- Task prompt -
Print the records below exactly as they appear. Omit all pictures.

- Supplied material -

----

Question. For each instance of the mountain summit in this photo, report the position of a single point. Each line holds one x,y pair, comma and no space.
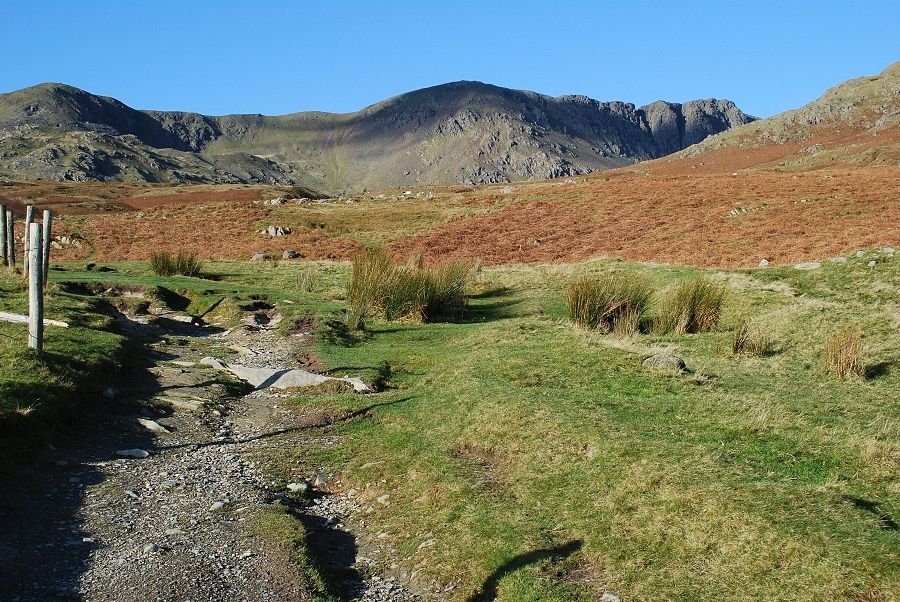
461,132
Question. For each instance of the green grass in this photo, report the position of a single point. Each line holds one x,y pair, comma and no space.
42,398
510,434
751,477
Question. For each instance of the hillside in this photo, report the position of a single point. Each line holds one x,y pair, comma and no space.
463,132
854,124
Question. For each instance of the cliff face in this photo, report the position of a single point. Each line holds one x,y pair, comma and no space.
463,132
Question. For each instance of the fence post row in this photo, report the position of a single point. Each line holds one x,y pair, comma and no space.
10,240
29,219
3,235
45,250
35,289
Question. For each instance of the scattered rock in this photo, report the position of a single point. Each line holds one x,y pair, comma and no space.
133,453
152,425
809,265
297,487
664,361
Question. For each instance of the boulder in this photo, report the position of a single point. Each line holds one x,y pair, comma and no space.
664,361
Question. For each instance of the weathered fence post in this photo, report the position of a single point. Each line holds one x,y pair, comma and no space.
29,219
35,290
45,250
10,240
3,260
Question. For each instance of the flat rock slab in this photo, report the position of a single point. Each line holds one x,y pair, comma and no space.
280,378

----

- Solved exercise -
Question. For each instance of the mountain summit in this photo, report the position of a single point. Each line holds one x,y pair, comma and no space.
461,132
Question. For each instance of the green grass in this photo, report the position of a single point. Each line holds one x,y pair, comma and no space.
42,398
510,434
751,477
Question. For each instance of the hillside in this photo, report the position of a single point. Each line holds one x,y pair, comma and no space.
463,132
854,124
Question. For each instance of the cliff face in this photo, report the position of a single point. Each line holds one x,y pair, comma and no space.
463,132
Question. For each instance of the fence post row in this photo, report the position of a single point. Each line holds one x,y pair, comma and no space.
10,240
29,219
3,235
45,250
35,289
Question. For each instance of the scattered rock in this photo, report the position of a single point. Each line holds one x,y pair, comma and no space.
133,453
152,425
809,265
297,487
664,361
Question. For each instance of the boulder in this photo, report the position of a single point. Each line holds one x,y pair, comma and no space.
664,361
Question. For each instance of the weathered fence post in this photo, report the position of a single point. Each line holds one x,y pair, comma and no space.
29,219
35,290
45,250
10,240
3,260
Question. For each instance of the flat rock slab in this photo, report the position of a single point. Each line holds one x,y pair, comma and no space.
280,378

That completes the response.